- Goal:
Please print every line from the one containing "Exercise. Point out the small" through the last line of the records below, exactly as written and nothing more.

- Data lines:
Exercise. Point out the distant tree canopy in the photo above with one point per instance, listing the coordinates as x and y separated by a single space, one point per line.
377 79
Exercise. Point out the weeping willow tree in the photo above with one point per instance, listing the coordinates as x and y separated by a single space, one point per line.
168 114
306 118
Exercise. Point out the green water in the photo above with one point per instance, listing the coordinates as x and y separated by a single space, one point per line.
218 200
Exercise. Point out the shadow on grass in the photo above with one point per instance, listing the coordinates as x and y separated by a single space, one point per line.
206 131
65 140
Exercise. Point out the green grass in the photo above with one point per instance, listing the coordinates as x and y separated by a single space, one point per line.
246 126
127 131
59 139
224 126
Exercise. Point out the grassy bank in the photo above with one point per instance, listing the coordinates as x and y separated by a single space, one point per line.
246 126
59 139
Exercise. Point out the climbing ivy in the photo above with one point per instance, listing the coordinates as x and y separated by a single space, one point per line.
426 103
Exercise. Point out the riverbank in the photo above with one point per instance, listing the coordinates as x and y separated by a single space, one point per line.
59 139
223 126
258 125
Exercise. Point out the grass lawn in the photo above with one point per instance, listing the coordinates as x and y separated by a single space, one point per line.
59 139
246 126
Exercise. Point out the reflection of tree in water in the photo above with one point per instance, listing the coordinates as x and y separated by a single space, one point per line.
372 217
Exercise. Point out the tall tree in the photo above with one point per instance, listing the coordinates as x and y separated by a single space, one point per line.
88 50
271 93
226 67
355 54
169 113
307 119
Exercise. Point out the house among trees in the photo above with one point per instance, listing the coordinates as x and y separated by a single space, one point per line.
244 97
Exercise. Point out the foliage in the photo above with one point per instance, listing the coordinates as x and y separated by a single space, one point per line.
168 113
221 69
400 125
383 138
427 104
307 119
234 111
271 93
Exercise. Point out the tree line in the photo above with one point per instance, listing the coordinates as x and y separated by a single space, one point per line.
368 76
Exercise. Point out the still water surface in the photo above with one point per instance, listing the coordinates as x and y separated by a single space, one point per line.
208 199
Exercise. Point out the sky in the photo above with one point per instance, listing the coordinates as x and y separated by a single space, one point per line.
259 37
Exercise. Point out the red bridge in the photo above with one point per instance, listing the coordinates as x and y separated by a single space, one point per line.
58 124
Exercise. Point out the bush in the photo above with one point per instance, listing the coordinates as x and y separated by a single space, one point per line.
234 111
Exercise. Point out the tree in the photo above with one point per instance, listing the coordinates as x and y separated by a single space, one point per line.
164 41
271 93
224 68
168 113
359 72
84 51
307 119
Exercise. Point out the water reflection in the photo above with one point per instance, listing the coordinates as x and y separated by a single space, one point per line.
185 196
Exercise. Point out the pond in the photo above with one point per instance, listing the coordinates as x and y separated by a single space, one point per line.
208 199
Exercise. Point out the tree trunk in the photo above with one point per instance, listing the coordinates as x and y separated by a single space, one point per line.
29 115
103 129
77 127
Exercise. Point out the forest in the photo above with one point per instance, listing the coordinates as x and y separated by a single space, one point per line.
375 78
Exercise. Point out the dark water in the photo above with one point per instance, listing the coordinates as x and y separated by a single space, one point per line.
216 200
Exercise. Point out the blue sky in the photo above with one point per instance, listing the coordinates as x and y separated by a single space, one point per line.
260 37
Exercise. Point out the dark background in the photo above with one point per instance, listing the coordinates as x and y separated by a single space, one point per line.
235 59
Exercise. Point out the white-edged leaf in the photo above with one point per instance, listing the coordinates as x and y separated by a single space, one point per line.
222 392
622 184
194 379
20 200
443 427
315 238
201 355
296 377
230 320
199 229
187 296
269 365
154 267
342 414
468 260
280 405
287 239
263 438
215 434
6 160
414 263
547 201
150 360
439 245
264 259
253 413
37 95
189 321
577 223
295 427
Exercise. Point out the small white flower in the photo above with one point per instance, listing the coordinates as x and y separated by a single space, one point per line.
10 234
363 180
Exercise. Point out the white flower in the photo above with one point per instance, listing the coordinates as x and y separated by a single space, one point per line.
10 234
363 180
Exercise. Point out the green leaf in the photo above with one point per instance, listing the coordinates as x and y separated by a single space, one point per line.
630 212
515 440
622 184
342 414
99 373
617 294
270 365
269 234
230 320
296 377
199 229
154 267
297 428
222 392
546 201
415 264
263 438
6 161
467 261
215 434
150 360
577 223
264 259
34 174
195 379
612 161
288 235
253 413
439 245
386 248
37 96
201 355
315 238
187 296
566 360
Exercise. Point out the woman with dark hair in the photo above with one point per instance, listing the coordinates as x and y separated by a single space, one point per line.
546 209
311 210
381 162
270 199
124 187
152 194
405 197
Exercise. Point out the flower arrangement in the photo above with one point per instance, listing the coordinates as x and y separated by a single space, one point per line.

- Full answer:
Exercise. Point out the small white flower in the photo above with one point per instance, listing the coordinates as x and y separated by a single space, one point per line.
10 234
363 180
Exercise. Point out the white flower in the photo above with one point per instance, listing the coordinates as x and y separated by a single space, one point per line.
10 234
363 180
Exercise. Point out the green leaf in the photo above with one point per instance, listing the coordinates as x and y separated by a single space, one point per line.
630 212
515 440
622 184
342 414
99 373
617 294
270 365
269 234
230 320
296 377
199 229
154 267
297 428
222 392
546 201
415 264
263 438
6 161
467 261
215 434
150 360
577 223
264 259
34 174
195 379
612 161
288 235
253 413
439 245
386 248
37 96
201 355
315 238
187 296
566 360
Exercise. Point out the woman with dark hair in the photo above with one point per instance, listing the coordinates as x and y separated by a single space, one point per line.
546 209
311 210
381 162
270 199
124 187
152 194
405 197
Exercise. Point out the flower arrangement in the photo above with one point per instance, listing the coordinates as x and y separated by a single space, one point per line.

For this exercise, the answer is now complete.